**BRANO FORNITO**
◆ ◆ ◆ ◆ ◆ ◆ ◆

Nella suo saggio Rebels on the Backlot (2005) Sharon Waxman incontra molti registi, fra cui David Fincher, di cui racconta brevemente le “origini”.

Cresciuto in una provincia americana simile a quella che fa da sfondo a tutte le storie horror, il giovanissimo David viveva male la sua adolescenza, la scuola era un disastro ma il cinema l’aveva colpito forte sin da tenera età: era lì che voleva andare per sfuggire a tutto il resto.
Nel 1980 Fincher è un diciassettenne che vorrebbe andare alla USC, quell’Università californiana da cui sono usciti parecchi nomi noti dell’ambiente, ma è in totale disaccordo con la sua filosofia – cioè spendere 70 mila dollari di tasca propria per produrre un filmino studentesco i cui diritti sarebbero poi rimasti all’università – quindi decide di provare un’altra strada: andare a bussare al suo amico Craig Barron.

Barron aveva lavorato con la ILM (Industrial Light & Magic), la casa di Spielberg e Lucas che all’epoca era l’apice della magia cinematografica, dipingendo alcuni fondali per L’Impero colpisce ancora (1980). Conosciuto tra i banchi di scuola, Fincher chiede a Barron un’opportunità per entrare in quel magico mondo ed ottiene piccole mansioni tecniche sul set de Il ritorno dello Jedi (1983), film che detesta di cuore ma che gli ha regalato visibilità, visto che c’è il suo nome nei titoli di coda.

Mica tutti ce l’hanno, il nome nei titoli di coda de Il ritorno dello Jedi

In attesa che Lucas torni a girare (eh, stai fresco!), Fincher trova altri lavori tecnici in giro, come la direzione della fotografia dei fondali de La storia infinita (1984), altro lavoro che non lo lascia soddisfatto: ben presto trova in TV gli stimoli che cercava e nel 1987 ha già co-fondato una sua compagnia, la Propaganda. Il successo di Fincher nell’ambiente è immediato e questo lo porta al “livello successivo”,, cioè Alien 3, che la saggista non esita a definire «un assoluto disastro» (an unmitigated disaster).

Al giornalista Mark Salisbury di “Empire” n. 80 (febbraio 1996) così Fincher racconta:

«Ero infelice. Non sono bravo a fare il cane ammaestrato, non ero lì a radunare le pecore di qualcun altro. Nei miei lavori televisivi ero sempre totalmente coinvolto, riscrivevo e riconcepivo i soggetti. Cerchi di fare tua l’opera, ma non puoi riuscirci se quando entri ci sono già lavorazioni di due anni iniziate da qualcun altro. Tutto era un “Ci piace la tua idea, ma vedi se riesci a realizzarla con 15 mila dollari invece che 150 mila”.»

◆ ◆ ◆ ◆ ◆ ◆ ◆

**DATI ESTRATTI**
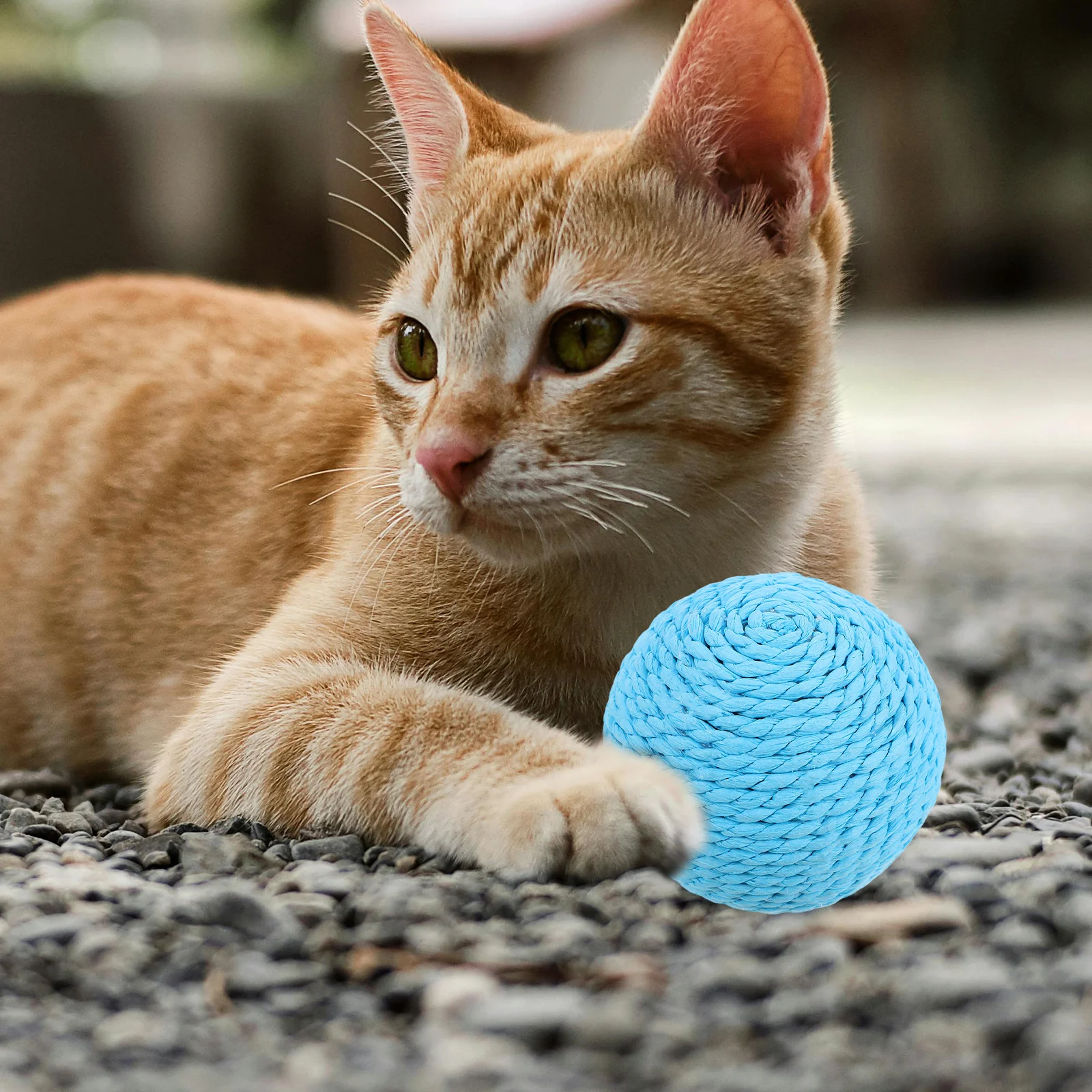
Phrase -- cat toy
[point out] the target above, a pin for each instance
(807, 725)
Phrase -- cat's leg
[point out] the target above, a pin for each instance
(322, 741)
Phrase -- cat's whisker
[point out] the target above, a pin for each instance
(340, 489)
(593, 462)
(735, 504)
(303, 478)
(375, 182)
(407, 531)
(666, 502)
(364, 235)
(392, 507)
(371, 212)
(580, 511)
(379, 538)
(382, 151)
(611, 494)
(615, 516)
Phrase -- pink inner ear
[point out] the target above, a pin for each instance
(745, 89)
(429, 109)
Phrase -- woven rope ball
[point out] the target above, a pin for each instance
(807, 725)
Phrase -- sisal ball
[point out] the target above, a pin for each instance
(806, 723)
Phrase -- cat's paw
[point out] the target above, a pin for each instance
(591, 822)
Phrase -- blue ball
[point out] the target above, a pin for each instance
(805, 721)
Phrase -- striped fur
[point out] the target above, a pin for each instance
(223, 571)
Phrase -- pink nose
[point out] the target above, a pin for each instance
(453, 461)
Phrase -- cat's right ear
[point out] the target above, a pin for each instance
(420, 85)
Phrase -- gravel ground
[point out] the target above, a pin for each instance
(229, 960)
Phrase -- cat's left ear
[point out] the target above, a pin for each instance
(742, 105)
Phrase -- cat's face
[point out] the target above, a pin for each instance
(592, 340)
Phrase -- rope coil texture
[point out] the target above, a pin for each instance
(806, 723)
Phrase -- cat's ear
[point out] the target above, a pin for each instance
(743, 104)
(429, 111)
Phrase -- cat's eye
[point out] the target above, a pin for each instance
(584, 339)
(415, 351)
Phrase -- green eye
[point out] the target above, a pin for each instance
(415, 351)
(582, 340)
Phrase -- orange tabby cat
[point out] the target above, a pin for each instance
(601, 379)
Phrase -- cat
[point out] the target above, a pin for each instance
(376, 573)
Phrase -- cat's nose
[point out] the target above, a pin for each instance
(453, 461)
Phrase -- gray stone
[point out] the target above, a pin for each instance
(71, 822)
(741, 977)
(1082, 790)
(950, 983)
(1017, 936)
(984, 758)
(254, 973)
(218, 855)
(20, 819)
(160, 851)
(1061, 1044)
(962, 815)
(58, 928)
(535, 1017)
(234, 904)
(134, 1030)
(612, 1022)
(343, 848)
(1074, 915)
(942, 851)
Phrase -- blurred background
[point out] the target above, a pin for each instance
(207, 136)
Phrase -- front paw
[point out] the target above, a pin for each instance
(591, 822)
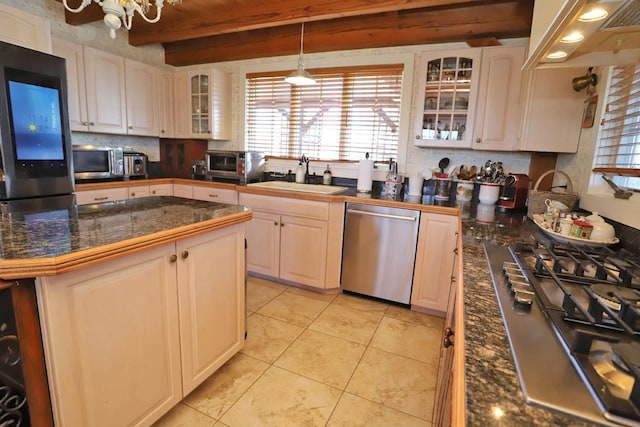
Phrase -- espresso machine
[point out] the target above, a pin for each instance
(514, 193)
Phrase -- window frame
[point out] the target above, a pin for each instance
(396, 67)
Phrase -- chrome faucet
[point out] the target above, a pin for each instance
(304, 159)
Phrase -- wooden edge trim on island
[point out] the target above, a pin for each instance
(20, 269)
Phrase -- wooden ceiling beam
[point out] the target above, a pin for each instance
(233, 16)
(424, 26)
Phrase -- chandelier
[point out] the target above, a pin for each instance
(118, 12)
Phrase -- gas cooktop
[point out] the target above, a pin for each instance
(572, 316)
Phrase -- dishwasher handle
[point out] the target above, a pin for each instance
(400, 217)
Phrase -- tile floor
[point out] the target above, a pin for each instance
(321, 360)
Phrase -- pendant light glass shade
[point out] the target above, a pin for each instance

◆ ◆ ◆ ◆ ◆ ◆ ◆

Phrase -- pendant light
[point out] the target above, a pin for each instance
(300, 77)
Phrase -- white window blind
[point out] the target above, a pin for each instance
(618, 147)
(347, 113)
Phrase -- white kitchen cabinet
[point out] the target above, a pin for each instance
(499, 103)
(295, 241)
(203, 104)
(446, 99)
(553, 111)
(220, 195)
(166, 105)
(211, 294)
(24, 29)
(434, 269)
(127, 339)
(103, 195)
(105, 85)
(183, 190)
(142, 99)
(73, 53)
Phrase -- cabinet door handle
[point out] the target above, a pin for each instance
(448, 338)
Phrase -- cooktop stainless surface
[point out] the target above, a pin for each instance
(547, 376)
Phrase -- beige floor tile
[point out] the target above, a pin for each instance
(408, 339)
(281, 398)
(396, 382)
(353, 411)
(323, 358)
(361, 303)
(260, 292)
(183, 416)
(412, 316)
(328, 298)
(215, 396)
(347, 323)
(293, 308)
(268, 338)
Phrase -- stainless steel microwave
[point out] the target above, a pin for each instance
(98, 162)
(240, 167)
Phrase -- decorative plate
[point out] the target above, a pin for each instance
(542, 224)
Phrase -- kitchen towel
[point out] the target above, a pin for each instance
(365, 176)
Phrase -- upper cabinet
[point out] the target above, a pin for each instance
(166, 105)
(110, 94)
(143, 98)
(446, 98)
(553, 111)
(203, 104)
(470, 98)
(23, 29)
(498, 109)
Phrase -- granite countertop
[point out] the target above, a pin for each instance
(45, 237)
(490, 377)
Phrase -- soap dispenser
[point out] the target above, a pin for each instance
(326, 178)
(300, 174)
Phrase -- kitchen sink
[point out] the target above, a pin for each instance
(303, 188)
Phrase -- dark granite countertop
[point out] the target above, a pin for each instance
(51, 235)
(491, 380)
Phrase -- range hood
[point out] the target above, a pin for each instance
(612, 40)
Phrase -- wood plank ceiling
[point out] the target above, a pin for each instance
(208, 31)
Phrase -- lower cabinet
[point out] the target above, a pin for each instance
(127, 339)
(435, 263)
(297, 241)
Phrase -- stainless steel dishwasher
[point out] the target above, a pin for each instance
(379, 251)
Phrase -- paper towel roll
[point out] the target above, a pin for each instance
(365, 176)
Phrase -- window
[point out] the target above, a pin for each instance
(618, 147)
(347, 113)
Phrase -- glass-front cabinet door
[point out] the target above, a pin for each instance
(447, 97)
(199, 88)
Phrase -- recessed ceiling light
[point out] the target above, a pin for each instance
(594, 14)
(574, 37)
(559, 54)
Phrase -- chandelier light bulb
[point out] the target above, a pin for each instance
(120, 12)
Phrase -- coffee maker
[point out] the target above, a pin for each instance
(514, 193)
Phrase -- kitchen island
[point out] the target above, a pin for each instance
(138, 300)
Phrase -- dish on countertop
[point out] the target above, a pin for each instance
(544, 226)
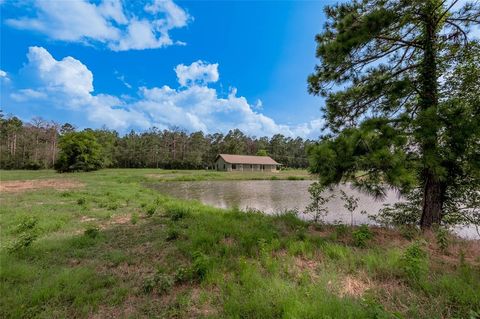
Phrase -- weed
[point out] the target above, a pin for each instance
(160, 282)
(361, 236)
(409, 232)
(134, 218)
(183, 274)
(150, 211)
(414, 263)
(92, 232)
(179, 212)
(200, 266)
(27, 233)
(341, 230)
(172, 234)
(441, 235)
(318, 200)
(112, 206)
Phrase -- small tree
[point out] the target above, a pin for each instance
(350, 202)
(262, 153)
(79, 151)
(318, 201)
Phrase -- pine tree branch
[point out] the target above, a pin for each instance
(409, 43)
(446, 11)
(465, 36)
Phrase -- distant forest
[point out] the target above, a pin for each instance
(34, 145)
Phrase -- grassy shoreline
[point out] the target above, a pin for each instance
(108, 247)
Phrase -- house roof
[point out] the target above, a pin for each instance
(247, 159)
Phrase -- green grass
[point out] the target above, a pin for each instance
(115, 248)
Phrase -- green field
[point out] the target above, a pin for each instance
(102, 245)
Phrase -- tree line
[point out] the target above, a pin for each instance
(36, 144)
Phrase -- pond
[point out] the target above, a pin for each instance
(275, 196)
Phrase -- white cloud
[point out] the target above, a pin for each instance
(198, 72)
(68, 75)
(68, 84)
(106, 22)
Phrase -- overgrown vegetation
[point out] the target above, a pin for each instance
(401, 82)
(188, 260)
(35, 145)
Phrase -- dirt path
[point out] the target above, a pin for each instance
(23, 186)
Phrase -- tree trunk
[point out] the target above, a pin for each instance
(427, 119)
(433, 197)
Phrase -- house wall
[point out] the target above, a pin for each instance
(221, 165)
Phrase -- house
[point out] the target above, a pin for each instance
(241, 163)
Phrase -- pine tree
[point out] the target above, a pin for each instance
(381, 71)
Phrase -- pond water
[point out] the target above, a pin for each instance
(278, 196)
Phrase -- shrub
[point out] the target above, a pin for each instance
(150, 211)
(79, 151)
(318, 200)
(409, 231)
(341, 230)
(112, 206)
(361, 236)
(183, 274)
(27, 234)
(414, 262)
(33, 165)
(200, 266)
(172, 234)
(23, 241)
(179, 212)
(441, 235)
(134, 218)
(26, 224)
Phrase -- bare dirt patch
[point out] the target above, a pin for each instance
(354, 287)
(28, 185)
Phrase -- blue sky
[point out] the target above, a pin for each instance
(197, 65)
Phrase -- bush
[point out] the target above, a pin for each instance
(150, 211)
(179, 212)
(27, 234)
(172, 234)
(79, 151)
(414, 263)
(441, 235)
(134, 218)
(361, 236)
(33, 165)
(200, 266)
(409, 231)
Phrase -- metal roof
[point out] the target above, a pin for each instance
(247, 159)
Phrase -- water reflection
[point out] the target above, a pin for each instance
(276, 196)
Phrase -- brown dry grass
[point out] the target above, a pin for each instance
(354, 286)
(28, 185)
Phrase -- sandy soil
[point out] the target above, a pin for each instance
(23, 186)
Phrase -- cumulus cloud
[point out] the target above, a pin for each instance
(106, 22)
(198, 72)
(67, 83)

◆ ◆ ◆ ◆ ◆ ◆ ◆

**CONSEGNE**
• 1. Riscrivi il brano da "Cresciuto in una" fino a "tutto il resto." compreso, mettendo "giovinezza" al posto di "adolescenza".
• 2. In base al brano, le seguenti affermazioni sono vere? Rispondi sì o no a ciascuna, citando le parole decisive. (a) Nel 1980 Fincher aveva diciassette anni. (b) Fincher ama Il ritorno dello Jedi. (c) Fincher e Barron si erano conosciuti a scuola.
• 3. Secondo il brano, per quale rivista lavorava il giornalista Mark Salisbury a cui Fincher racconta la sua esperienza?
Le righe sono materiale a sé, distinto dal brano.

**RISPOSTE**
• 1.
Cresciuto in una provincia americana simile a quella che fa da sfondo a tutte le storie horror, il giovanissimo David viveva male la sua giovinezza, la scuola era un disastro ma il cinema l’aveva colpito forte sin da tenera età: era lì che voleva andare per sfuggire a tutto il resto.

• 2. (a) Sì: "Nel 1980 Fincher è un diciassettenne". (b) No: "film che detesta di cuore". (c) Sì: "Conosciuto tra i banchi di scuola".

• 3. Per "Empire" (n. 80, febbraio 1996).